[Object position labeling entries]
══════════
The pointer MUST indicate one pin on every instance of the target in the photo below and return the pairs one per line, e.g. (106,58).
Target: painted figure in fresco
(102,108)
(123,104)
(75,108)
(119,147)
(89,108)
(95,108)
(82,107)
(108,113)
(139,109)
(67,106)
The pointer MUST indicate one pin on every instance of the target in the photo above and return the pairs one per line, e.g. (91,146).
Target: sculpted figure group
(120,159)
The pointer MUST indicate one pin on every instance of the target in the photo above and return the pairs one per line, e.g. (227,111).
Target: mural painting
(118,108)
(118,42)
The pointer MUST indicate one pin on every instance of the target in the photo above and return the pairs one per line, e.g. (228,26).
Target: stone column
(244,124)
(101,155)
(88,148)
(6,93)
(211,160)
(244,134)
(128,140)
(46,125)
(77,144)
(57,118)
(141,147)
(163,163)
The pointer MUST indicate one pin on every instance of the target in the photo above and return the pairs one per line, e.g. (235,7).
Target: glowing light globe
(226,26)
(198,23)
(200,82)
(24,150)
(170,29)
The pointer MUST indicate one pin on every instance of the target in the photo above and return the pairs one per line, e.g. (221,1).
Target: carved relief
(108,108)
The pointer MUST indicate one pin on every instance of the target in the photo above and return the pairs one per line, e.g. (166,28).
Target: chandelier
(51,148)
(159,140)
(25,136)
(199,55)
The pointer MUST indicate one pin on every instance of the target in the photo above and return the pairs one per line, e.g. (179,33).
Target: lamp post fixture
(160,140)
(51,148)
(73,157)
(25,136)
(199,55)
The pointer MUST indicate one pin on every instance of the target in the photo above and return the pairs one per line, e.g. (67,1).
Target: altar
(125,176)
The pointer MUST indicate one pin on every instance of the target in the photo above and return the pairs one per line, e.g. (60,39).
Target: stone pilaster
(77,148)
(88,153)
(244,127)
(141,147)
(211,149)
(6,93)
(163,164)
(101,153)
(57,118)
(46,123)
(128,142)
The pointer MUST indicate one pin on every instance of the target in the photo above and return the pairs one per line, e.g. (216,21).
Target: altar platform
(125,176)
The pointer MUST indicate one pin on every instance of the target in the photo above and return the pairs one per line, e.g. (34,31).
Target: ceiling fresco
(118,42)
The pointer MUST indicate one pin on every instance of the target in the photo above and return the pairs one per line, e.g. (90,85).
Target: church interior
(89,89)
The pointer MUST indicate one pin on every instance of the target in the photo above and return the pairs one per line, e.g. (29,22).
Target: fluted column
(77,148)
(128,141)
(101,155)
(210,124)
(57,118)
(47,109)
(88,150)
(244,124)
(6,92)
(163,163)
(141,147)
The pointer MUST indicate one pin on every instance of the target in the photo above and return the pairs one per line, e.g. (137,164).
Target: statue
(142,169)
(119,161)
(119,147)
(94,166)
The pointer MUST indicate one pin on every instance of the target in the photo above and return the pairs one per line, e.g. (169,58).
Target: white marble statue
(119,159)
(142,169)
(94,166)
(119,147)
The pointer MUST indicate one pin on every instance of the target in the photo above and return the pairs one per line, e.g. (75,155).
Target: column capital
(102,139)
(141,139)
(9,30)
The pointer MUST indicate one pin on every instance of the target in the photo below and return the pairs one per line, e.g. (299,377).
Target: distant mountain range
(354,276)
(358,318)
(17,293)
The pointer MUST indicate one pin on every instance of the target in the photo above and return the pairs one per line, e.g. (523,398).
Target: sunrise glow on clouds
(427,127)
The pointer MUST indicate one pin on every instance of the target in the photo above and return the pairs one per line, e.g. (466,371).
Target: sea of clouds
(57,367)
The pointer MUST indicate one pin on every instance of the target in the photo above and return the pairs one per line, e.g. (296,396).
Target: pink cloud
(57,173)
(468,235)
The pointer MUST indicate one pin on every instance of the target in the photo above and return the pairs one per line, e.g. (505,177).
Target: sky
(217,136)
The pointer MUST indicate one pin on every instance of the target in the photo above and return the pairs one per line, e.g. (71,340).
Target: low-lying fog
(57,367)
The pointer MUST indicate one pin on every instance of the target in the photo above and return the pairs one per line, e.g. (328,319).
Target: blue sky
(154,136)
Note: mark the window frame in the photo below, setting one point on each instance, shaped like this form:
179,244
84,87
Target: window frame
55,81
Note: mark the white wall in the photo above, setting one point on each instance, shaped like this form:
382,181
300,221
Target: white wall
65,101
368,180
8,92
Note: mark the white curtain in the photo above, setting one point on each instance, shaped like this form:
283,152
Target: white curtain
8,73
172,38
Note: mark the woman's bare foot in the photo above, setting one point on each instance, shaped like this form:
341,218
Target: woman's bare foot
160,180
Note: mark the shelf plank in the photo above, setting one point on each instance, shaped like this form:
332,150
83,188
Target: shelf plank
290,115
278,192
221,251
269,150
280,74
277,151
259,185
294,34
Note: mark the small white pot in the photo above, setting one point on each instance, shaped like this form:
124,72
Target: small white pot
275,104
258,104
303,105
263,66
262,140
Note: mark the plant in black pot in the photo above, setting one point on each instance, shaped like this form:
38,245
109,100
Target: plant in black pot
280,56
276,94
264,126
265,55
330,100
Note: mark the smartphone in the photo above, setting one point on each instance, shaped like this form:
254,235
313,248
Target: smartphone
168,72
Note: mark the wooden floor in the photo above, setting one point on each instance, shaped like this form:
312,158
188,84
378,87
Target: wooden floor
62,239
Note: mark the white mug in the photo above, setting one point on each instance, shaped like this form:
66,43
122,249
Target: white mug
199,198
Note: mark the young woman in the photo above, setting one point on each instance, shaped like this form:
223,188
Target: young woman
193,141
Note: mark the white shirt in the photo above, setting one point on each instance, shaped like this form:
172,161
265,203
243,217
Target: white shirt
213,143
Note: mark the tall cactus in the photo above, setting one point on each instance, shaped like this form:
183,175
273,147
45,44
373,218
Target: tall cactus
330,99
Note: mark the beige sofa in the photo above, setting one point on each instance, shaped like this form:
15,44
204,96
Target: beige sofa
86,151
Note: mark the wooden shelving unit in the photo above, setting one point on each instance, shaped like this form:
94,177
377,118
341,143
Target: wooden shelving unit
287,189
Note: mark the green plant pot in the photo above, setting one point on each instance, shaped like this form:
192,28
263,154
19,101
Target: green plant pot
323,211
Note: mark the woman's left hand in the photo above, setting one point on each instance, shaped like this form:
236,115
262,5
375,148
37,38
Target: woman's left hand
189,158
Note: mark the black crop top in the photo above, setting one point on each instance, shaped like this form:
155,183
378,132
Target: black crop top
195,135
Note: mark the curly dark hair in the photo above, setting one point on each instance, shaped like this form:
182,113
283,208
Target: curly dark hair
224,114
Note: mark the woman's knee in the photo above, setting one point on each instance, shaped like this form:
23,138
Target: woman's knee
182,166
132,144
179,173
══════════
→ **TASK REQUIREMENTS**
Update all of the lines above so that each "in the photo above" becomes "in the image above", and keep everything else the same.

→ **OUTPUT FOR THIS EXERCISE**
The pointer MUST indicate one pin on every instance of the target in the photo below and return the pairs one per line, e.g. (106,58).
Target: painted figure in fresco
(102,108)
(123,104)
(75,108)
(119,147)
(89,108)
(95,108)
(82,107)
(108,113)
(139,109)
(67,106)
The pointer MUST indicate one pin on every instance of the target in the image above and return the pairs one per line, e.g. (91,146).
Target: sculpted figure group
(120,159)
The pointer MUST indicate one pin on every instance of the target in the image above and return the pairs one per line, e.g. (227,111).
Target: mural painting
(118,108)
(118,42)
The pointer MUST indicate one pin on every instance of the target in the image above and return the pairs one per line, e.g. (228,26).
Target: stone column
(244,124)
(101,155)
(88,148)
(6,93)
(211,160)
(244,134)
(128,140)
(46,125)
(77,144)
(57,118)
(141,147)
(163,163)
The pointer MUST indicate one pin on every instance of the target in the image above and return the pairs one per line, e.g. (235,7).
Target: glowing light globe
(226,26)
(198,23)
(200,82)
(24,150)
(170,29)
The pointer MUST indicate one pin on every instance of the target in the image above and return the pairs one per line, e.g. (221,1).
Target: carved relief
(108,108)
The pointer MUST indicate one pin on every instance of the target in the image above and return the pairs one per line, e.g. (166,28).
Target: chandelier
(51,148)
(159,140)
(25,136)
(199,55)
The pointer MUST indicate one pin on every instance of the target in the image above and return the pairs one per line, e.g. (179,33).
Target: lamp post fixture
(160,140)
(51,148)
(73,157)
(25,136)
(199,55)
The pointer MUST indicate one pin on every instance of the target in the image above and return the pairs one per line, e.g. (67,1).
Target: altar
(125,176)
The pointer MUST indicate one pin on every instance of the target in the image above and return the pairs one per line, e.g. (60,39).
Target: stone pilaster
(77,148)
(88,153)
(244,127)
(141,147)
(211,149)
(6,93)
(163,164)
(101,153)
(57,118)
(46,123)
(128,142)
The pointer MUST indicate one pin on every instance of the target in the image above and return the pairs one per line, e.g. (216,21).
Target: altar platform
(125,176)
The pointer MUST indicate one pin on every instance of the target in the image above and return the pairs one per line, e.g. (34,31).
Target: ceiling fresco
(118,42)
The pointer MUST indicate one pin on every instance of the target in the image above and return the pairs one per line, e.g. (90,85).
Target: church interior
(89,89)
The pointer MUST indicate one pin on every instance of the target in the image above and return the pairs one per line, e.g. (29,22).
Target: fluted column
(77,148)
(128,141)
(101,155)
(210,124)
(57,118)
(47,109)
(88,150)
(244,124)
(6,92)
(163,163)
(141,147)
The pointer MUST indicate one pin on every instance of the target in the image above and return the pairs one per line, e.g. (137,164).
Target: statue
(142,169)
(119,161)
(119,147)
(94,166)
The pointer MUST indicate one pin on every instance of the target in the image above and return the pairs one per line, e.g. (169,58).
Target: white marble statue
(119,159)
(142,169)
(94,166)
(119,147)
The pointer MUST indicate one pin on every instance of the target in the image above and return the pairs one per line, e.g. (75,155).
Target: column capital
(102,139)
(141,139)
(9,30)
The pointer MUST indicate one pin on every instance of the target in the photo below and return the pairs one per line, e.g. (299,377).
Target: distant mountain range
(354,276)
(358,318)
(17,293)
The pointer MUST indicate one pin on every instance of the target in the image above and return the pairs one per line, e.g. (523,398).
Target: sunrise glow on clouds
(427,127)
The pointer MUST indicate one pin on every instance of the target in the image above and return the pairs one per line, e.g. (466,371).
Target: sea of clouds
(57,367)
The pointer MUST indicate one pin on every instance of the target in the image above and return the pairs one per line, e.g. (296,396).
Target: pink cloud
(57,173)
(468,235)
The pointer MUST indicate one pin on every instance of the target in the image above and return the pairs one per line, e.g. (505,177).
Target: sky
(217,136)
The pointer MUST indicate one pin on every instance of the target in the image above and return the pairs one per line, e.g. (71,340).
Target: low-lying fog
(57,367)
The pointer MUST indicate one pin on every instance of the target in the image above and return the pairs one per line, e.g. (328,319).
Target: blue sky
(154,136)
Note: mark the window frame in the photo below, setting one point on each instance, shaped like this form:
179,244
84,87
Target: window frame
55,81
Note: mark the white wall in the image above, setting one point on each instance, shaped like this form:
382,181
300,221
Target: white wall
65,101
368,180
8,92
Note: mark the white curtain in the image above, setting one point on each instance, shaped like this form:
283,152
Target: white curtain
8,73
172,38
Note: mark the woman's bare foot in the image above, setting one point on each instance, shaped like this form:
341,218
Target: woman's bare foot
160,180
Note: mark the shelf plank in the image above, setting one point on each instance, shaped like this form:
332,150
83,188
Target: shelf plank
290,115
278,192
221,251
269,150
280,74
277,151
259,185
294,34
Note: mark the small white pot in the image above, setting one point on each instance, shaped like this form:
124,72
Target: small white pot
275,104
258,104
303,105
263,66
262,140
Note: mark the plant in black pot in the image above, setting one point on each instance, shaped like this form:
38,245
109,100
Target: plant in black pot
280,56
276,94
264,126
265,55
330,100
Note: mark the smartphone in the image above, setting one point on each instance, shaped like this form:
254,235
313,248
Target: smartphone
168,72
Note: mark the wooden floor in the image above, setting one point on each instance, shaped like this form:
312,158
188,84
378,87
Target: wooden floor
62,239
Note: mark the white mug in the image above, setting one point on each instance, shaped like this form:
66,43
122,249
Target: white mug
199,198
Note: mark the young woman in the image above, setting one point on each instance, shaped like this form:
223,188
Target: young woman
193,141
Note: mark the white shirt in the image above, setting one point on each instance, shaped like this form:
172,161
265,203
243,217
Target: white shirt
213,143
Note: mark the tall cactus in the image above, setting one point on each instance, shaped like this form:
183,175
273,147
45,44
373,218
Target: tall cactus
330,99
Note: mark the beige sofa in the image above, setting one point on each instance, shaped like this form:
15,44
204,96
Target: beige sofa
86,151
Note: mark the wooden shelving unit in the image above, setting one point on each instance, shaped like this form:
94,177
377,118
341,143
Target: wooden shelving unit
287,189
Note: mark the green plant pot in the image above, setting one point on each instance, shaped like this form:
192,28
263,154
19,101
Target: green plant pot
323,211
Note: mark the woman's left hand in the image above, setting one point on each instance, shaped like this form:
236,115
262,5
375,148
37,38
Target: woman's left hand
189,158
Note: mark the black crop top in the image above, setting one point on each instance, shaped like this form:
155,183
378,132
Target: black crop top
195,135
Note: mark the curly dark hair in the image above, setting one point on each instance, shaped like this form:
182,113
283,208
Target: curly dark hair
224,114
Note: mark the woman's knee in the image above, setting one point on each instance, shaped like this form:
23,138
Target: woman's knee
182,166
132,144
179,173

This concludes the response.